DOCUMENT EXCERPT
BEGIN

Remembering Darrell Sy
Darrell Sy was a take-charge, dependable guy.
Being intelligent, decisive, rational and calm led him to spend most of his professional career as a school principal or superintendent and to serve on numerous committees and community boards. He was an administrator.
A man who played by the rules, he expected others to do the same. He demanded respect, accountability and responsibility. He stressed that actions should have consequences.
He and Teri met in Toledo, IL., where Darrell was already employed by the school. Teri was a job applicant. After the principal had hired Teri as a teacher, the principal told Darrell that he had just hired Darrell’s wife. Darrell seized on the opportunity, introducing himself to Teri, even before the school year began. In less than a year, they were married. Teri says Darrell always placed her on a pedestal.
As Darrell advanced his career, Teri and Darrell, along with their kids, Andrea and Ryan, moved several times to small Illinois towns, before eventually settling in Fairview Heights.
He spent countless hours at work and at meetings, or in preparation. He often swam multiple laps at the YMCA pool before beginning his work day at school.
Even when he was home, he was tinkering. He made speaker sound systems or framed photos or documents, and was frequently laminating and mailing something he thought would be of interest or value to the recipients.
Darrell was dedicated to his family. The family always knew that Darrell was encouraging, supportive and would do anything for them. Darrell used to say one of his favorite days was going to church and then going out to dinner with his adult children, and their spouses and children. He loved horseplay and roughhousing with his grandsons.
Darrell and I had a unique bond. We were the husbands of the two Sutphin girls.
As the outlaws, err in-laws, we frequently laughed at our inside jokes, that we kept just between us.
Darrell was the husband of my wife’s sister and best friend. He was also my friend and an integral part of my life. So much so, that he and Teri went with Denise and me on our honeymoon. Except for the intense sunburn all of us were too stupid to avoid, we had a great time on the Caribbean cruise.

END

DATA EXTRACT
BEGIN

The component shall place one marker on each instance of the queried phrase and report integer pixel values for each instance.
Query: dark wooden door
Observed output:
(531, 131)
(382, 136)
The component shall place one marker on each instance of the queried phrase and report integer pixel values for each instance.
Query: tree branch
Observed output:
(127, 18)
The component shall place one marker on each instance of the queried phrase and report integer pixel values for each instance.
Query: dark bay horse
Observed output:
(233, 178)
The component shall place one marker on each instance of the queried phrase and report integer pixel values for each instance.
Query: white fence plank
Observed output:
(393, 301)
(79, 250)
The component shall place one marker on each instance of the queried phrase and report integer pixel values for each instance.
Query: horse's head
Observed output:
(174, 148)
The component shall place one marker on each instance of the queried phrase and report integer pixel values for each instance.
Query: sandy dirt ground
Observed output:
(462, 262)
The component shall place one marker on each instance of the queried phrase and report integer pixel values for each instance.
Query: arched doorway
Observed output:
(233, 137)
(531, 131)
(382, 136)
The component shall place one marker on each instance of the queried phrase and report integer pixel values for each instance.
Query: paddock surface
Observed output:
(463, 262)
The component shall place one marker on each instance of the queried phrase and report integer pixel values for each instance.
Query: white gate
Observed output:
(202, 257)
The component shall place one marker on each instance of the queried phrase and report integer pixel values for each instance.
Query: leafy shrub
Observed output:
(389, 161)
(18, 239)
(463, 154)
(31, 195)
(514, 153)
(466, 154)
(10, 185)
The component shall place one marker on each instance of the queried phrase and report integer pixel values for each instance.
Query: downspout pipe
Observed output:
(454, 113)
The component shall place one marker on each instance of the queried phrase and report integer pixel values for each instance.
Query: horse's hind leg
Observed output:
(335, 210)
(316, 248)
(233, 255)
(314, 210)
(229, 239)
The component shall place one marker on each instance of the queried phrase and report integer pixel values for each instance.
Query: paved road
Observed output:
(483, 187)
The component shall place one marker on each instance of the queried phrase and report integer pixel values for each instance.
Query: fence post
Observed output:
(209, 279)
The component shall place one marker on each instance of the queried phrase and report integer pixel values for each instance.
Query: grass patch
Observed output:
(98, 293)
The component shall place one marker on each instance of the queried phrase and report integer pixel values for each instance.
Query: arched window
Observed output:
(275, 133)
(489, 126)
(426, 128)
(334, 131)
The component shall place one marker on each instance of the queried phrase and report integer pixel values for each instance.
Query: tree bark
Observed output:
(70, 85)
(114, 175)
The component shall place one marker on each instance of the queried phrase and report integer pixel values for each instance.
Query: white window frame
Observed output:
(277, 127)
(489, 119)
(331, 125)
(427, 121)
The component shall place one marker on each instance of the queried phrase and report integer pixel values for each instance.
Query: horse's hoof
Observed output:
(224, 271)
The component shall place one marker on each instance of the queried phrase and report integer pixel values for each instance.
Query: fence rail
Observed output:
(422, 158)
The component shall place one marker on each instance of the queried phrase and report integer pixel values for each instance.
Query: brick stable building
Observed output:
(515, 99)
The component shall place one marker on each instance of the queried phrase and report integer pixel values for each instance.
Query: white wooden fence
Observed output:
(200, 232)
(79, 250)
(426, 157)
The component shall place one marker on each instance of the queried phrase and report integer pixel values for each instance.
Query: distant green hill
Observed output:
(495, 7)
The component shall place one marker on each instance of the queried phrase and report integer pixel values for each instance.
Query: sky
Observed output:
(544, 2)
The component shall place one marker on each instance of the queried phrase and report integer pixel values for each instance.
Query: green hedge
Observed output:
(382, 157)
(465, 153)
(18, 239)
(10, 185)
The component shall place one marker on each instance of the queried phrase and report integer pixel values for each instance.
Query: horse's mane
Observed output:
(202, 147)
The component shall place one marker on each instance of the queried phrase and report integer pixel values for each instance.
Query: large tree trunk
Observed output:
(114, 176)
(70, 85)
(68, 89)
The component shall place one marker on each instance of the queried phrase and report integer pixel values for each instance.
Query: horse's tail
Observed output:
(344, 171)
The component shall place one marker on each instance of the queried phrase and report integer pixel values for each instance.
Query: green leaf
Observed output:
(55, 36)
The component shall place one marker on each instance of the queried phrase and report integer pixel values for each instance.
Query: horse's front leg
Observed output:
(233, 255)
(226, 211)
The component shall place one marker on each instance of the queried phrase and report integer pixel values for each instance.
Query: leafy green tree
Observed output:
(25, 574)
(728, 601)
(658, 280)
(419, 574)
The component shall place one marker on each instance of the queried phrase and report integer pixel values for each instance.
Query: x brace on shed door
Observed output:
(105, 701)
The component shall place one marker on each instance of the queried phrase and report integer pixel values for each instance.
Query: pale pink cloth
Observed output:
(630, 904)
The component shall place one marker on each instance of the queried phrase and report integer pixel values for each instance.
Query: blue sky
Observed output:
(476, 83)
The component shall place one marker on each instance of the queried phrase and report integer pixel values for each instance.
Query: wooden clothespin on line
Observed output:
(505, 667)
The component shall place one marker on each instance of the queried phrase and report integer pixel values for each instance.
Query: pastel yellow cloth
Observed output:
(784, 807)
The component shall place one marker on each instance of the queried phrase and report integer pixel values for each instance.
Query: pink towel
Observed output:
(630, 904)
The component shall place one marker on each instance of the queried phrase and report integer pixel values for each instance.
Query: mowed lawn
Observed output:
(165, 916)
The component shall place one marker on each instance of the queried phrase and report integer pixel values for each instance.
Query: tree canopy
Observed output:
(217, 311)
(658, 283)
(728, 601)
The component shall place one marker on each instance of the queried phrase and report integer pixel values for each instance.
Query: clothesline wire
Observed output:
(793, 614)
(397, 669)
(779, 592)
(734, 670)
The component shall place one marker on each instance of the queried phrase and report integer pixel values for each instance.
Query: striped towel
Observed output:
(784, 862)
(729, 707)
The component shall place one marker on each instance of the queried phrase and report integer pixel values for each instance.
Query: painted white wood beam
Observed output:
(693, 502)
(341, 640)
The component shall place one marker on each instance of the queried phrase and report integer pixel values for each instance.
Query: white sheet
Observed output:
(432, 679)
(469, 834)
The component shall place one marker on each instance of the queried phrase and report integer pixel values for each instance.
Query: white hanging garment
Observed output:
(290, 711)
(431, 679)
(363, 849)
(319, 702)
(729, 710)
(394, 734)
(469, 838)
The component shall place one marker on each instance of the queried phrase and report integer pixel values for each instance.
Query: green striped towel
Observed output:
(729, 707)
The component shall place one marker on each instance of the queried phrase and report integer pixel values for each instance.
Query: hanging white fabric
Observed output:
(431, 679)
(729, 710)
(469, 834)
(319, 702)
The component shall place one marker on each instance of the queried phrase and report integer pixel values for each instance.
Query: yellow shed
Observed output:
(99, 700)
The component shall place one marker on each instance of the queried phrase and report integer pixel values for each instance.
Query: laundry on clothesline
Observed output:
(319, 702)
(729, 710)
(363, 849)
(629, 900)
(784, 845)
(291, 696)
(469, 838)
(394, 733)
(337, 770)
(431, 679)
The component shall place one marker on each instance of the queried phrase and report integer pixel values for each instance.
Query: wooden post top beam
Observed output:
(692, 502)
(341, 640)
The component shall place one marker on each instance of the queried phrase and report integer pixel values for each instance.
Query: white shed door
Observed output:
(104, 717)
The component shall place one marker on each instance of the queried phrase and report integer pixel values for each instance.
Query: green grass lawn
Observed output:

END

THE TASK
Continue the remembrance of Darrell Sy from the point where it stops.

ANSWER BOX
Years later, after Teri’s father had passed, Darrell--- along with the three Sutphin women, Teri, Denise and their mother, Rita, all went to Hawaii. All report it was one of the highlights of their life.
While I’ll always remember the special events and shared joys and sorrows, I’ll miss the simple pleasures. Before the pandemic, Denise and I enjoyed going to lunch with Darrell and Teri. Darrell was a big tipper. Afterwards we would go to either our house or theirs, and maybe play cards or a board game. It always included updates on the family, good conversation, and a few laughs.
Darrell was a man of strong convictions.
He was a supporter of gun rights. He enjoyed the sport of target shooting. You always got the impression that not only did he know how to use a gun, but he would not hesitate to use it should he or a loved one be threatened. God may have mercy on them, but mercy would not have been Darrell’s intent.
Darrell was a devout Christian. He led the prayers when the extended family gathered for a holiday celebration meal. He said the final prayers at gravesites of loved ones. His emails were accompanied by a scriptural verse. He served on several church boards.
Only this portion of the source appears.